Case Name: Joseph Ginell, Respondent, v. The Prudential Insurance Company of America, Appellant
Court: New York Supreme Court, Appellate Division
Jurisdiction: New York
Decision Date: 1923-05-16
Citations: 205 A.D. 494
Docket Number: 
Parties: Joseph Ginell, Respondent, v. The Prudential Insurance Company of America, Appellant.
Judges: 
Reporter: Appellate Division Reports
Volume: 205
Pages: 494–497

Head Matter:
Joseph Ginell, Respondent, v. The Prudential Insurance Company of America, Appellant.
Third Department,
May 16, 1923.
Insurance — disability insurance — total and permanent disability — tuberculosis developing in an insured under sixty is permanent — “ permanent ” defined.
Under a policy of disability insurance which provides for sick benefit in case the insured suffers total and permanent disability, the insured, who became a victim of tuberculosis under the age of sixty, is entitled to receive payment on the basis of permanent disability.
The word “ permanent ” as used in the policy is applicable to a condition of disability which, while not transient, may, however, cease to exist in time.
Van Kirk and Hinman, JJ., dissent, with opinion.

* Available data *
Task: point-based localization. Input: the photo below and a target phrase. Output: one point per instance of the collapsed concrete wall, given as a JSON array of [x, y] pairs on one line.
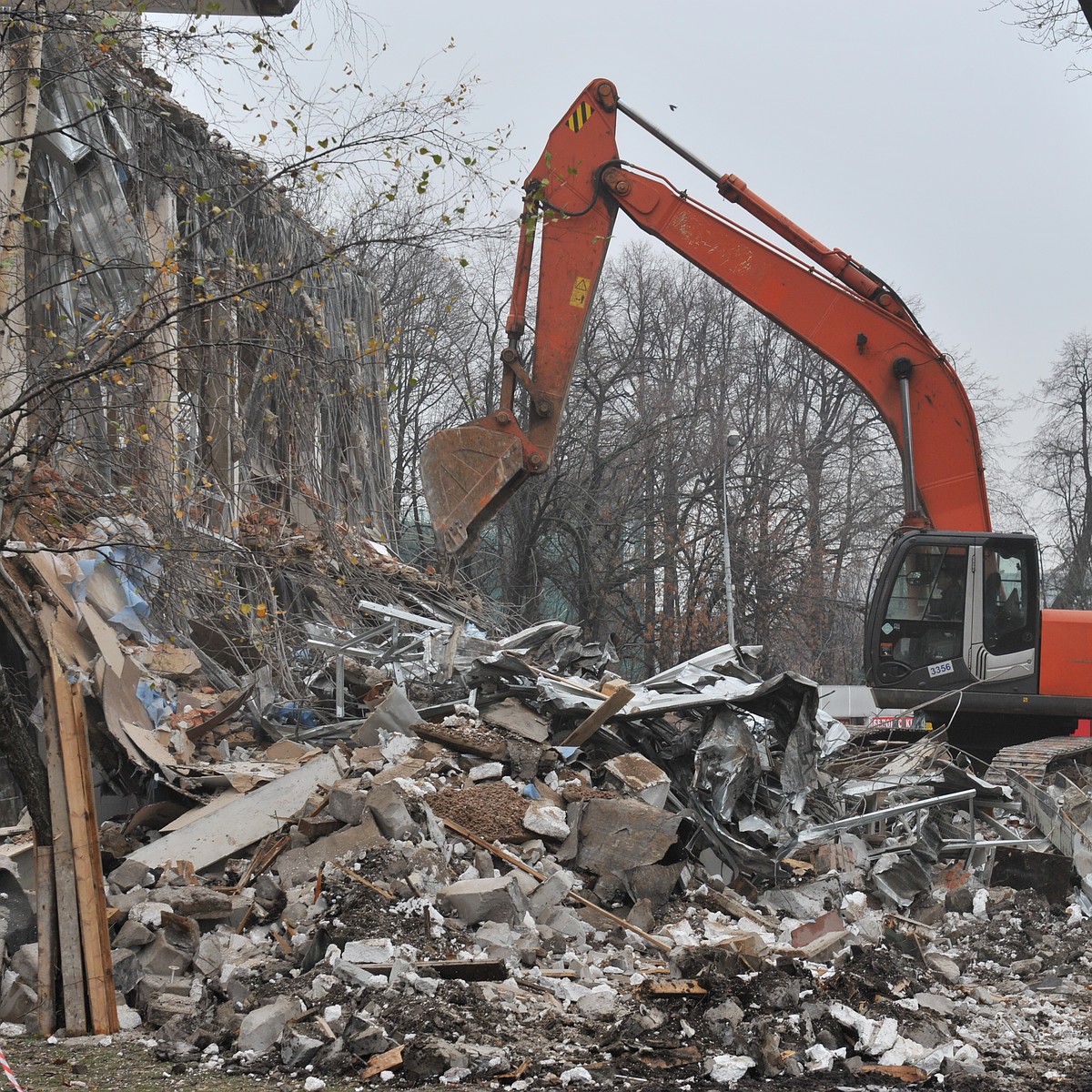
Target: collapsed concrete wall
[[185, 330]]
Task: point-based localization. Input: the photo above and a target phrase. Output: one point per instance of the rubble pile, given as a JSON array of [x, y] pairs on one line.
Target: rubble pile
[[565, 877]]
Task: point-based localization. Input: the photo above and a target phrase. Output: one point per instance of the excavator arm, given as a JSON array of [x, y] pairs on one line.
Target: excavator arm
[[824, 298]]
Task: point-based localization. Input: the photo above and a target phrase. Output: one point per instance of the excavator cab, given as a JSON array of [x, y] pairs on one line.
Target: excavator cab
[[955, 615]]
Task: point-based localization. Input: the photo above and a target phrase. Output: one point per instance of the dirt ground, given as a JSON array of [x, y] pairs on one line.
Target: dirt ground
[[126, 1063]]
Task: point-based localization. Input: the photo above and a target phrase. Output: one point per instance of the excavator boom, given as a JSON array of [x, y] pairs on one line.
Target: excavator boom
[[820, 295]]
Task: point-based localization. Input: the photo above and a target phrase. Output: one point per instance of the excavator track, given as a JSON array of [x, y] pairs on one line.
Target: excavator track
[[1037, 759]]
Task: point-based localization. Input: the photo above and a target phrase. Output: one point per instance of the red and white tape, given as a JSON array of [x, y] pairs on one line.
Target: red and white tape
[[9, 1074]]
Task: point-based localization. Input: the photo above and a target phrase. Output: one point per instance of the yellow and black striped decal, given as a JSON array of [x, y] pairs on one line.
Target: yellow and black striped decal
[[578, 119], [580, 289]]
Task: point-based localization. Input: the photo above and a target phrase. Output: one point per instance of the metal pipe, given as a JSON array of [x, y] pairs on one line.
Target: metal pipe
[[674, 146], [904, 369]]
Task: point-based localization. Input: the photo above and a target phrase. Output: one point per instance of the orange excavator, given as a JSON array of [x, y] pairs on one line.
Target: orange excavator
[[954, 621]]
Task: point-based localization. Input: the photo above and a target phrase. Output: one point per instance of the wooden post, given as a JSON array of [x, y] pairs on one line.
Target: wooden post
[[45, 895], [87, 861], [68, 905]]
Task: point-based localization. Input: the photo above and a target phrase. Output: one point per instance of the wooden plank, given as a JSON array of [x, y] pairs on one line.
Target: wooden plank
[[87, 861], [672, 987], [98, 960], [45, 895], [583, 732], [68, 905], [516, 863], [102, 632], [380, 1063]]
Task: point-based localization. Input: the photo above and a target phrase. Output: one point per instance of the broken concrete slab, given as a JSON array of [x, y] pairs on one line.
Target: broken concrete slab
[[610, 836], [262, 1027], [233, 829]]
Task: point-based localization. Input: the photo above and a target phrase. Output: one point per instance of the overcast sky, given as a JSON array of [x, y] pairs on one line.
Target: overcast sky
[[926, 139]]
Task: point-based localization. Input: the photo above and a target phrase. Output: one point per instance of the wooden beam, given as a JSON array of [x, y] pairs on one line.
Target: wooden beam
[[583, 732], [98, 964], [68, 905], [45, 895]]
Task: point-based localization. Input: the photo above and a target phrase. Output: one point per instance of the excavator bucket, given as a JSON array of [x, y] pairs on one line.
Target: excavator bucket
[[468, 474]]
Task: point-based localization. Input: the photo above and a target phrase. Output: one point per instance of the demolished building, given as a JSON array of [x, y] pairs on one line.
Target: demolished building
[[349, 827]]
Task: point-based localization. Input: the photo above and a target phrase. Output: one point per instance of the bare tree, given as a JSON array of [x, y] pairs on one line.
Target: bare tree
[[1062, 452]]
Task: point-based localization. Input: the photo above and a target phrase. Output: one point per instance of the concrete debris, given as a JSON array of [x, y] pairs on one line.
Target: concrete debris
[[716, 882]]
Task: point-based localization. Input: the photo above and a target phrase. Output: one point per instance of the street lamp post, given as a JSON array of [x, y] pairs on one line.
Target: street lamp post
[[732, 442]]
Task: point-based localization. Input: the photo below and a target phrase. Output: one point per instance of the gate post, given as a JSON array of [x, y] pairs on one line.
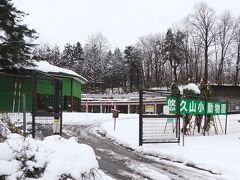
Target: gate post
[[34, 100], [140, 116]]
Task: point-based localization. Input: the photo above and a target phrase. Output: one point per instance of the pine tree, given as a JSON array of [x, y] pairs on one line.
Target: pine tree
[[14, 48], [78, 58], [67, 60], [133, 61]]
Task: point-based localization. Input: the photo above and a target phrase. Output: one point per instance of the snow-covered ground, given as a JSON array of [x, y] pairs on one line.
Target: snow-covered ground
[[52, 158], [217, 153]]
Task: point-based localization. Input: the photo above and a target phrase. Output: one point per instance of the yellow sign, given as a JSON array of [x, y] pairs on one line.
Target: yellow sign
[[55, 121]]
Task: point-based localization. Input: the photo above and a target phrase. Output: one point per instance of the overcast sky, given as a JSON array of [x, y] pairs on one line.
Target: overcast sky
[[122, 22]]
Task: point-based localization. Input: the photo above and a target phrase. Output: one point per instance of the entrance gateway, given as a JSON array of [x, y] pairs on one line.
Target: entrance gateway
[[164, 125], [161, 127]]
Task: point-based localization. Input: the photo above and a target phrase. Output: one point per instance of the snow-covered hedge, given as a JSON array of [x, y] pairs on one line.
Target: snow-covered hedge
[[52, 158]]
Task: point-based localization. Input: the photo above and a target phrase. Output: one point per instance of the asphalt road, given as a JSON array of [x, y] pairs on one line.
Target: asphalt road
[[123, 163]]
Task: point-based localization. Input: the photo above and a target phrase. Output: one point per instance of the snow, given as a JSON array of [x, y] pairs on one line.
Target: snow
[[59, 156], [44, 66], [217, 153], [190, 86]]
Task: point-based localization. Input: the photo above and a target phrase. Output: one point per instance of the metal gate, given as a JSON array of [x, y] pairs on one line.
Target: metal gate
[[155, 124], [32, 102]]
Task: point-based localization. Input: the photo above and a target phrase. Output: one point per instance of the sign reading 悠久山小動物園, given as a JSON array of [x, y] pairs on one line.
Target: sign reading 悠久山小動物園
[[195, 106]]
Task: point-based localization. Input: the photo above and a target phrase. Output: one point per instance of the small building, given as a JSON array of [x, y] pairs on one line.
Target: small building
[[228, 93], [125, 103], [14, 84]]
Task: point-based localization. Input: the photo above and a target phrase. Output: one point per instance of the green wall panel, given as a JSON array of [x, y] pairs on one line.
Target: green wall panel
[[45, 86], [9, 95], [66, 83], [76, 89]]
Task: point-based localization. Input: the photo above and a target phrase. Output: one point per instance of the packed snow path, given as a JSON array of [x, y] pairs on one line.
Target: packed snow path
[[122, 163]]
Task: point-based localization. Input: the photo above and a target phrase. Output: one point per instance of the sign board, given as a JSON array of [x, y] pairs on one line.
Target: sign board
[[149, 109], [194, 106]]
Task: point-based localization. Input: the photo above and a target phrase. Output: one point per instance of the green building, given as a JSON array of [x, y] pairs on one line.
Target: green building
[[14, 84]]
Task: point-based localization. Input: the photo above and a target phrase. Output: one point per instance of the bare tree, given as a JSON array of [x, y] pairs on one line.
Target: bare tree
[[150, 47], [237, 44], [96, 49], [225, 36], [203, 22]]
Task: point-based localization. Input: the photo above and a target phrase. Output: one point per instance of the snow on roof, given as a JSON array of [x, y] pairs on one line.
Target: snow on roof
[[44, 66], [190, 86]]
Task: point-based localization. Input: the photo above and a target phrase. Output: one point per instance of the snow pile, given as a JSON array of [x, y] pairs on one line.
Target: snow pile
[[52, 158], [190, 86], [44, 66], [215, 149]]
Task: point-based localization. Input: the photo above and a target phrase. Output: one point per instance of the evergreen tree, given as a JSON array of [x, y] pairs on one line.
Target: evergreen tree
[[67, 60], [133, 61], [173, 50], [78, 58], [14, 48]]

* Task item *
In the case summary:
(a) On what date was the case decided?
(b) Which two judges dissented?
(c) Under what age did the insured become a victim of tuberculosis?
Rely only on the case summary above.

* Solution for this exercise *
(a) May 16, 1923
(b) Van Kirk and Hinman
(c) Sixty